(RECORDS TO PROCESS)

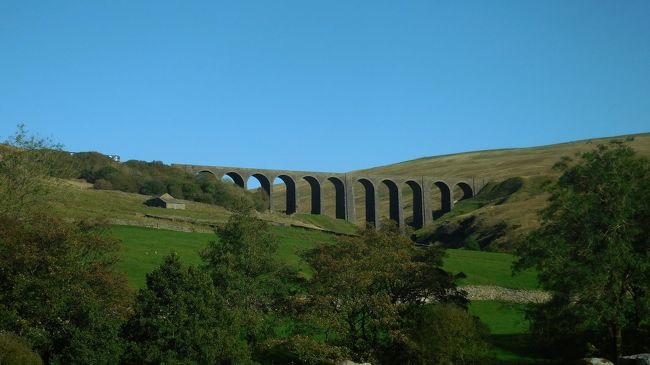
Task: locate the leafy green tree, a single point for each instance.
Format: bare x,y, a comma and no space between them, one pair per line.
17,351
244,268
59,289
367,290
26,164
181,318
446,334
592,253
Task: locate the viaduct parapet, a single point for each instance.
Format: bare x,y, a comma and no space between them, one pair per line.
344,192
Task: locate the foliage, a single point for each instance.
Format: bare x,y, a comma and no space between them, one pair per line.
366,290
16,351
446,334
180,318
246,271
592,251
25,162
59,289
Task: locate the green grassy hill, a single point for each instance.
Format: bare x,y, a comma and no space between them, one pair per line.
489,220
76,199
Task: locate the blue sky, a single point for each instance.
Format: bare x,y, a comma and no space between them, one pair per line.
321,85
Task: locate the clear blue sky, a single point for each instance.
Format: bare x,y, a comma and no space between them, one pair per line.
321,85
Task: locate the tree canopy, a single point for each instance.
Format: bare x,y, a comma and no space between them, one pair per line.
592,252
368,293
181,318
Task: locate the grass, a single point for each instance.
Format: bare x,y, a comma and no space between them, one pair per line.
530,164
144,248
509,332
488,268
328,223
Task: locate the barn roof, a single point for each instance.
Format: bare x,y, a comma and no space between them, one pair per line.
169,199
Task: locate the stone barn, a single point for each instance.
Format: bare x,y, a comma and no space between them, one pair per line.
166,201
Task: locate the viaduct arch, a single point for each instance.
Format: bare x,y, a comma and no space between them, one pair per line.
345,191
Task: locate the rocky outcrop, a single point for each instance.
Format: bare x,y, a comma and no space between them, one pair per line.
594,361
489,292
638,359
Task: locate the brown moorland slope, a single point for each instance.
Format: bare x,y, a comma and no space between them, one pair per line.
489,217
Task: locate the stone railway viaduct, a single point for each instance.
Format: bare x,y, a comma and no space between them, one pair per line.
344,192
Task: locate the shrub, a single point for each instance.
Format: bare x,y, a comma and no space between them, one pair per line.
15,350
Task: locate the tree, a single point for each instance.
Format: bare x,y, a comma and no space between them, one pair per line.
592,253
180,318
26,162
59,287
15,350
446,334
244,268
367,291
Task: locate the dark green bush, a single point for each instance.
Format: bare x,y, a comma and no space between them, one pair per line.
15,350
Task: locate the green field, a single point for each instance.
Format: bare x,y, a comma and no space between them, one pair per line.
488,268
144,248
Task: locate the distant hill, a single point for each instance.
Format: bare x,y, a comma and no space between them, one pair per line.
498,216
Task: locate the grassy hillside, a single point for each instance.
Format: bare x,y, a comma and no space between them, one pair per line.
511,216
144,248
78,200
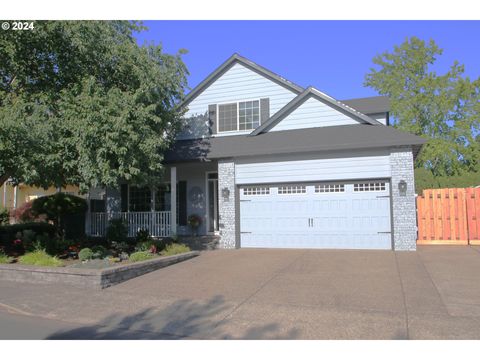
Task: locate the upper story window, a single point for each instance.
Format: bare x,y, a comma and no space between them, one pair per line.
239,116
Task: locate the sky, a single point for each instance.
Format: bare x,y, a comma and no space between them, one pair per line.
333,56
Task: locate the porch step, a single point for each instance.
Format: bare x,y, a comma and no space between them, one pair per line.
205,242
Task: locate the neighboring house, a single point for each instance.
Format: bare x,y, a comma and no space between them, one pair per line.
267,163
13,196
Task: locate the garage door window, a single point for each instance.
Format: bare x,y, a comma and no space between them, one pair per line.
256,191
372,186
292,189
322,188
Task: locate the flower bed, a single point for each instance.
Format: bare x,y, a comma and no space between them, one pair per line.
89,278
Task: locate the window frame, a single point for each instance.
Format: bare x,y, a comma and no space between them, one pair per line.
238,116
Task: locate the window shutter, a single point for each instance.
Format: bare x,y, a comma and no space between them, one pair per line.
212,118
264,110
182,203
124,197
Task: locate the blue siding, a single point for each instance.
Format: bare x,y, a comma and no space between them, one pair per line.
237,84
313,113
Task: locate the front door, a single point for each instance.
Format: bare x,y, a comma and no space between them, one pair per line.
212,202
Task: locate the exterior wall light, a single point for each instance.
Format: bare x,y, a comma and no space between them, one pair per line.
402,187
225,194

(End RECORDS TO PROCESS)

• [ABOUT THIS TASK]
Please find each line in the records above that holds the word "door", and copy it.

• [SOLUTION TO THIS PROBLEM]
Task: locate the garage door window, a single point for each instance.
Task: locate the front door, a single point for each instance.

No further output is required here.